Please repeat all of the lines that follow, exactly as written.

-- start PROVIDED DATA --

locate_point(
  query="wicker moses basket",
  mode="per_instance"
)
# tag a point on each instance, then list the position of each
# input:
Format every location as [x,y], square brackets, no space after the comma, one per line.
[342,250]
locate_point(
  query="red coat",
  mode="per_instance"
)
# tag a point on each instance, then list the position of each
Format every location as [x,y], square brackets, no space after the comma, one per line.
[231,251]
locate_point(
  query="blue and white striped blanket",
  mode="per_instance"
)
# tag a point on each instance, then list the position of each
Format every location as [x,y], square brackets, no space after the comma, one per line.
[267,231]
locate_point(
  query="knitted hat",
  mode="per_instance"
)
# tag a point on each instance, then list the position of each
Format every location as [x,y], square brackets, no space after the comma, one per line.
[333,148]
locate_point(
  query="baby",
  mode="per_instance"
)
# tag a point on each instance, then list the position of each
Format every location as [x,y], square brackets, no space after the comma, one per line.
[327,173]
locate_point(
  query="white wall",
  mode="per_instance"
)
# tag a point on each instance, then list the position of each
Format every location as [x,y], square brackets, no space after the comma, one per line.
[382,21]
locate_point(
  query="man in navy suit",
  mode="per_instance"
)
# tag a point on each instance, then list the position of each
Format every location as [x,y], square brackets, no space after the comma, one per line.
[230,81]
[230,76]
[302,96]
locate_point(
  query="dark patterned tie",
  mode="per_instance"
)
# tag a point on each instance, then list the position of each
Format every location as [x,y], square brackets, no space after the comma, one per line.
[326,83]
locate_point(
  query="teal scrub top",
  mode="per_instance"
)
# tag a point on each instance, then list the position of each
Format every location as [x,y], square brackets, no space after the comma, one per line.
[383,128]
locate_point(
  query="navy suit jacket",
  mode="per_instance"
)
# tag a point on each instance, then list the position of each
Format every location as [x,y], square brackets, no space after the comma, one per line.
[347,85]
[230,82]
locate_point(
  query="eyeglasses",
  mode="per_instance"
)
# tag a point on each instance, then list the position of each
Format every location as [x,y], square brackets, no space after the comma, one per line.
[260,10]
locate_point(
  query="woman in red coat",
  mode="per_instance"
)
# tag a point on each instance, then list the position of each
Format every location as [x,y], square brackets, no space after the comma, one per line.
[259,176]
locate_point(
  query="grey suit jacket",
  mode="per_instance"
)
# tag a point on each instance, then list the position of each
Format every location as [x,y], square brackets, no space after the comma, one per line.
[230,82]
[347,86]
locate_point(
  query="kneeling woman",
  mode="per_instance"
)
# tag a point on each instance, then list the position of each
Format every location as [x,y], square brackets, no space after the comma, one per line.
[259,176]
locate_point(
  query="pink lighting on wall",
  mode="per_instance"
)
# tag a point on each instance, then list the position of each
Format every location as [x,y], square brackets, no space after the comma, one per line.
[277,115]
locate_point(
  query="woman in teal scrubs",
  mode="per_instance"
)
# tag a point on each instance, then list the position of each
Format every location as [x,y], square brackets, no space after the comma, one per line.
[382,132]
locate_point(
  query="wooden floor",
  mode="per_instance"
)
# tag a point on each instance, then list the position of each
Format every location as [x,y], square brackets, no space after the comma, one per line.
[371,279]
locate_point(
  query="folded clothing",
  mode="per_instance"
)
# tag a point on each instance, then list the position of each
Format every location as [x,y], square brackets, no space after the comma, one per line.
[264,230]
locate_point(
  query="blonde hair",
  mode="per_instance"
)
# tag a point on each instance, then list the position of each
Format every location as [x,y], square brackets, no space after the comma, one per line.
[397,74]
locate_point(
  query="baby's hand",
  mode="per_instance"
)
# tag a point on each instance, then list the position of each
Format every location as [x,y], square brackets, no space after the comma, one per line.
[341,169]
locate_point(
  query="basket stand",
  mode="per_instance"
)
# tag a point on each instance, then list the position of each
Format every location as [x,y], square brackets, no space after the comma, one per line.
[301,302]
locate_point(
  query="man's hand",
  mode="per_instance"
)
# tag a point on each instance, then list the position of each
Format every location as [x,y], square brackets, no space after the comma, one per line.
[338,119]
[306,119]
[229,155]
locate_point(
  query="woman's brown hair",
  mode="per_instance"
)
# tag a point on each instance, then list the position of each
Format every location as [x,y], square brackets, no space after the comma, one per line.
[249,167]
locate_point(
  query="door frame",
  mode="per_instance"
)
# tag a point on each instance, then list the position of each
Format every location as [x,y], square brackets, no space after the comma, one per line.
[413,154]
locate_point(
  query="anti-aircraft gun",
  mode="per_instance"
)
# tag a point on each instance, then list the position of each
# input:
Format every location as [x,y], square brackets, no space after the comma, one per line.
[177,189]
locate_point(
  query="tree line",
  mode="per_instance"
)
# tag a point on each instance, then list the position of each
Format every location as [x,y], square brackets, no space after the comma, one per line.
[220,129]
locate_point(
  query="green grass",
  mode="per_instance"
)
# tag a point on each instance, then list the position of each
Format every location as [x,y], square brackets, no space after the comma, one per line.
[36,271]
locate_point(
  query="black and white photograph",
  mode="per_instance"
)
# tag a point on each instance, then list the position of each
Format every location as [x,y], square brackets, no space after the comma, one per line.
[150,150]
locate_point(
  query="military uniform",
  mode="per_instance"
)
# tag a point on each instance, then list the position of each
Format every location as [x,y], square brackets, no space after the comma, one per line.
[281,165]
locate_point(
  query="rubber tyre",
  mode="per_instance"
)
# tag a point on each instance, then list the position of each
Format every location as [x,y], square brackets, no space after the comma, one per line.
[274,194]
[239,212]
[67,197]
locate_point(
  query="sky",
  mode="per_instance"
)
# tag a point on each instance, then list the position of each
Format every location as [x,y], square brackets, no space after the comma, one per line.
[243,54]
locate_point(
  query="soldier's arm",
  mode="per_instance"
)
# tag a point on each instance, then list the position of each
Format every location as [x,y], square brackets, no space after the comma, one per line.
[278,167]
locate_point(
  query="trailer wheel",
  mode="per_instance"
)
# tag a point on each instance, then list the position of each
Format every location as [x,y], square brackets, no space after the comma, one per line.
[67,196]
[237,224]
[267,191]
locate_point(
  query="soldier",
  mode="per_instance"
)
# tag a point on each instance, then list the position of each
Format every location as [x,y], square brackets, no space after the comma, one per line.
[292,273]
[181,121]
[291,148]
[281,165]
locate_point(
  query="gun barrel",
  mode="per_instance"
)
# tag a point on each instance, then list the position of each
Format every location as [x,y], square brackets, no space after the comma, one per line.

-- end PROVIDED DATA --

RIGHT ANSWER:
locate_point(
  query="wicker moses basket",
  mode="per_instance"
)
# tag a point on each instance, then list the position of each
# input:
Format every location as [x,y], square brackets, no space after the comma, one per line.
[342,250]
locate_point(
  query="red coat",
  mode="per_instance"
)
# tag a point on each instance, then list the position of each
Format every location as [x,y], square brackets, no space after the comma, one per line.
[231,251]
locate_point(
  query="blue and white striped blanket",
  mode="per_instance"
)
# tag a point on each instance, then list the position of each
Format every location as [x,y], square brackets, no space after the comma, one per line.
[267,231]
locate_point(
  query="knitted hat",
  mode="per_instance"
)
# tag a point on each instance, then list the position of each
Format every location as [x,y], square brackets, no space after the comma, one per line.
[333,148]
locate_point(
  query="baby",
  mode="per_instance"
)
# tag a point on each instance, then list the position of each
Format every location as [x,y], square brackets, no space after the comma, one per line.
[327,173]
locate_point(
  query="white wall",
  mode="per_instance"
)
# tag a point on each instance, then list the position of each
Format every location as [x,y], square brackets, no space after the comma, one per line.
[382,21]
locate_point(
  query="man in navy suit",
  mode="per_instance"
)
# tag a point on each instance, then list the position of each
Format every location as [x,y], square brackets, no space after the comma, one per line.
[230,81]
[230,76]
[302,96]
locate_point(
  query="dark patterned tie",
  mode="per_instance"
)
# tag a point on each instance, then list the position of each
Format every location as [x,y], square brackets, no space after the comma, one per line.
[326,83]
locate_point(
  query="teal scrub top",
  mode="per_instance"
)
# tag a point on each instance, then list the position of each
Format every location as [x,y], square brackets, no space after the comma, one per line.
[383,128]
locate_point(
  query="navy suit jacket",
  mode="per_instance"
)
# tag a point on each instance, then list the position of each
Format every location as [x,y], square brackets, no space after the comma, one per line.
[347,85]
[230,82]
locate_point(
  query="eyeglasses",
  mode="per_instance"
)
# tag a point on each instance, then list the position of each
Format every location as [x,y], square brackets, no space after the comma, one per line.
[260,10]
locate_point(
  query="woman in red coat",
  mode="per_instance"
)
# tag a point on each instance, then list the position of each
Format every location as [x,y], square brackets, no space after the comma, one per line.
[259,176]
locate_point(
  query="grey suit jacket",
  mode="per_instance"
)
# tag a point on each instance, then list the position of each
Format every location as [x,y], square brackets, no space after the comma, one per line.
[230,82]
[347,86]
locate_point(
  query="kneeling woman",
  mode="per_instance"
)
# tag a point on each instance, then list the position of each
Format every location as [x,y], square brackets, no space after the comma, one per line.
[259,176]
locate_point(
  query="pink lighting on wall",
  mode="per_instance"
)
# tag a point on each instance, then list the position of each
Format every location as [x,y], square brackets, no space after the comma, one per line.
[277,115]
locate_point(
  query="woman in teal scrubs",
  mode="per_instance"
)
# tag a point on each instance, then list the position of each
Format every location as [x,y], square brackets, no space after the comma, one per line.
[382,132]
locate_point(
  query="wooden floor",
  mode="per_instance"
)
# tag a point on each instance, then list the position of each
Format every location as [x,y], square brackets, no space after the comma, one per line.
[371,279]
locate_point(
  query="folded clothing",
  mode="per_instance"
)
# tag a point on each instance, then list the position of each
Format every location as [x,y], square brackets, no space after the comma, one per line.
[264,230]
locate_point(
  query="blonde hair",
  mode="per_instance"
)
# tag a point on each instance, then list the position of each
Format every location as [x,y], square brackets, no space after the comma, one per line.
[397,74]
locate_point(
  query="baby's hand",
  mode="per_instance"
)
# tag a point on each instance, then list the position of each
Format every location as [x,y], square brackets, no space after the comma, one per line.
[341,169]
locate_point(
  query="basket stand",
  mode="per_instance"
)
# tag a point on each instance, then list the position of each
Format every location as [x,y], square brackets, no space after the comma, one per line.
[301,302]
locate_point(
  query="man's hand",
  mode="per_instance"
)
# tag a point on each instance, then list the position of each
Format every location as [x,y], square brackets, no space after the comma, one per line.
[338,119]
[306,119]
[229,155]
locate_point(
  query="woman's brown hair",
  mode="per_instance"
)
# tag a point on each instance, then list the position of each
Format every location as [x,y], square brackets, no space after the comma, one per line.
[249,167]
locate_point(
  query="door frame",
  mode="per_instance"
)
# tag a point on each instance, then list the position of each
Format every location as [x,y], square brackets, no space after the comma, one per line.
[413,154]
locate_point(
  query="anti-aircraft gun",
  mode="per_instance"
)
# tag a point on each instance, then list the position of each
# input:
Format every location as [x,y], square brackets, no space after the comma, one per line.
[177,189]
locate_point(
  query="tree line",
  mode="per_instance"
)
# tag a point on each instance, then list the position of each
Format every location as [x,y], square brackets, no space after the comma, one per line.
[220,129]
locate_point(
  query="green grass",
  mode="per_instance"
)
# tag a point on each instance, then list the position of each
Format every location as [x,y], square brackets, no space after the comma, one per line.
[36,271]
locate_point(
  query="black and white photograph",
  mode="per_instance"
)
# tag a point on each instance, then list the position of each
Format every location as [x,y], square brackets, no space after the comma, one per line.
[150,150]
locate_point(
  query="military uniform",
  mode="per_instance"
)
# tag a point on each instance, then list the position of each
Format every location as [x,y], square brackets, no space after the comma, one per line.
[281,165]
locate_point(
  query="rubber tyre",
  mode="per_instance"
)
# tag a point on each instance, then list the position of each
Format every location as [x,y], square brackets, no space after the comma, one per line.
[274,194]
[239,212]
[67,197]
locate_point(
  query="sky",
  mode="per_instance"
)
# tag a point on each instance, then list the position of each
Format every location as [x,y], square brackets, no space after the comma, one per line.
[243,54]
locate_point(
  query="soldier's arm",
  mode="per_instance"
)
# tag a point on each instance, then list the position of each
Format every location as [x,y], square brackets, no space after the comma, one per line.
[278,167]
locate_point(
  query="trailer wheel",
  mode="per_instance"
)
# tag a point on each instance, then list the position of each
Format every location as [x,y], square brackets, no space after the comma, one per line.
[67,196]
[237,224]
[267,191]
locate_point(
  query="soldier",
  mode="per_instance"
)
# tag a point on each instance, then list the position of each
Format every location as [x,y], square brackets, no space after the comma, one per line.
[292,273]
[181,121]
[291,148]
[281,165]
locate_point(
  query="gun barrel",
  mode="per_instance"
)
# tag a point on each instance, then list the position of each
Format every location as [x,y], square brackets, no space after the comma, one per line.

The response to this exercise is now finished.